• _Source data_:
+++++

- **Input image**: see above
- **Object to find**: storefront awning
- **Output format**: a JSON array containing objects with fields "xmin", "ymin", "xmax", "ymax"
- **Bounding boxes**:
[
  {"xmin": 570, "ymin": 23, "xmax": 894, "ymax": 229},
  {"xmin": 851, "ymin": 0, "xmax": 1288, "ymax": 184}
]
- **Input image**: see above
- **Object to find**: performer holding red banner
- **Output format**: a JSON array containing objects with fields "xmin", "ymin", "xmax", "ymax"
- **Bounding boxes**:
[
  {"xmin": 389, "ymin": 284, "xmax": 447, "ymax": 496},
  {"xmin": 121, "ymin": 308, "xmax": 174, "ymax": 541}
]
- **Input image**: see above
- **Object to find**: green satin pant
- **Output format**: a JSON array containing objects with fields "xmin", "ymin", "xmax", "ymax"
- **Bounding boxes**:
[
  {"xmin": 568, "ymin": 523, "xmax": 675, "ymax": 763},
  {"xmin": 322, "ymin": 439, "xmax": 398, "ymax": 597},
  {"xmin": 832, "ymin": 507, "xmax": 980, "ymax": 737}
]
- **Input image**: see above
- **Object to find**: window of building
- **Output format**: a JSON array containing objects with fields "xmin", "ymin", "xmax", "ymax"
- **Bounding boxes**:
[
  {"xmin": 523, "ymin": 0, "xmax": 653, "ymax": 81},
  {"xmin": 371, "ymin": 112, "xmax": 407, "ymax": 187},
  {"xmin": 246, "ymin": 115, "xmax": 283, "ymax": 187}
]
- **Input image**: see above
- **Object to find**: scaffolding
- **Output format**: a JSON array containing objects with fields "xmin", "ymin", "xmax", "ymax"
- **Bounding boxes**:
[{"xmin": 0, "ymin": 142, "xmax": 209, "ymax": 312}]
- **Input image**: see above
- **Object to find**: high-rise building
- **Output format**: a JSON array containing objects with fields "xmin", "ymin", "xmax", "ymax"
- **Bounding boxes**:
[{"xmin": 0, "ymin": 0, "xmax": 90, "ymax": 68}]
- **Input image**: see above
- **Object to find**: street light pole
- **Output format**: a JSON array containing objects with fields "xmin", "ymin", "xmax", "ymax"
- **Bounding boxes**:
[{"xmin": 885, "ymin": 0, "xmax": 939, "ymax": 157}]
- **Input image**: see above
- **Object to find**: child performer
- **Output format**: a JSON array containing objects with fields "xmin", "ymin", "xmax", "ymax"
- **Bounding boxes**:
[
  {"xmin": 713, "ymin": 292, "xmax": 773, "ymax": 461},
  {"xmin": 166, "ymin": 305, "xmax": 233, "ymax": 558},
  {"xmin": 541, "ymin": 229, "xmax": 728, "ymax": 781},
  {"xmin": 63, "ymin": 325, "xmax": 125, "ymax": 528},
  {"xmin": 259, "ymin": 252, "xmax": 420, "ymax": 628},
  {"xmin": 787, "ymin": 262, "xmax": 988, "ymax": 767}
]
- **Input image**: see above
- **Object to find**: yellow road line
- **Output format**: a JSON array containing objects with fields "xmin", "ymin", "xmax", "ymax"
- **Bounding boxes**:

+++++

• _WRITTEN INSTRUCTION_:
Please identify every line in the entries above that contains the string "building", and copy each one; case counts.

• _REPLY_:
- **Object to find**: window of building
- **Object to find**: high-rise building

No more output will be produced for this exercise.